- [What the task asks]
Rewrite the items below, replacing "formatted like" with "written as" wherever it occurs and keeping every other line unchanged.

- [Data for this exercise]
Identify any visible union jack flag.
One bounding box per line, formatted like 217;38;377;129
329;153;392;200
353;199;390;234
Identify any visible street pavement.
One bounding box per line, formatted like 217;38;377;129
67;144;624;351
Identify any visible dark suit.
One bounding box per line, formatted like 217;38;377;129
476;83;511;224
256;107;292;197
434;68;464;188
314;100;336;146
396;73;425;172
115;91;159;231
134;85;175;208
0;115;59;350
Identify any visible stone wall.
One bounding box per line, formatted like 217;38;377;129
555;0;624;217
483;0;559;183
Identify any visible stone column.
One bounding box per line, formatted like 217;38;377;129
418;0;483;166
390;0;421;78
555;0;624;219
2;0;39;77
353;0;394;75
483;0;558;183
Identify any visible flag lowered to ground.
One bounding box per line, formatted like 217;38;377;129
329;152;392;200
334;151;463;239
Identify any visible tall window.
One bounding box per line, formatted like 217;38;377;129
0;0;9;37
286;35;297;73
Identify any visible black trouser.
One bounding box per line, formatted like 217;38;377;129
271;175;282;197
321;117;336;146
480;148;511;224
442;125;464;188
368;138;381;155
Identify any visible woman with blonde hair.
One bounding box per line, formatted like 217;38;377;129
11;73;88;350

- [The completed task]
Identify any visible union jack flag.
One bounding box per line, written as 217;38;377;129
329;153;392;200
353;199;390;234
Identify any visible street pavement.
One bounding box per line, written as 217;38;377;129
67;144;624;351
Identify any visible dark suit.
One bounding box per line, written as 217;38;377;129
476;83;511;224
256;107;292;197
434;68;464;188
314;100;336;146
396;73;425;172
115;91;159;231
134;85;175;208
0;115;59;350
Identify any visible stone wall.
One bounding box per line, written as 217;38;377;129
555;0;624;217
483;0;559;183
Identify any visible stone column.
One bounding box per line, written as 217;38;377;129
418;0;483;166
390;0;421;78
555;0;624;219
2;0;39;77
353;0;394;75
483;0;558;183
Identify any visible flag lowered to ground.
One bounding box per line, written as 217;38;377;129
329;152;392;200
334;151;463;239
Identify any visible tall window.
One bounding box per line, written as 217;38;377;129
0;0;9;37
286;35;297;73
Identify any visible black trouser.
One bounding box per line, written as 217;38;377;129
271;175;282;197
321;117;336;146
480;148;511;224
442;125;464;188
368;138;381;155
Identify any visible woman with blonde hair.
One bounding box per line, written as 217;38;377;129
11;73;88;350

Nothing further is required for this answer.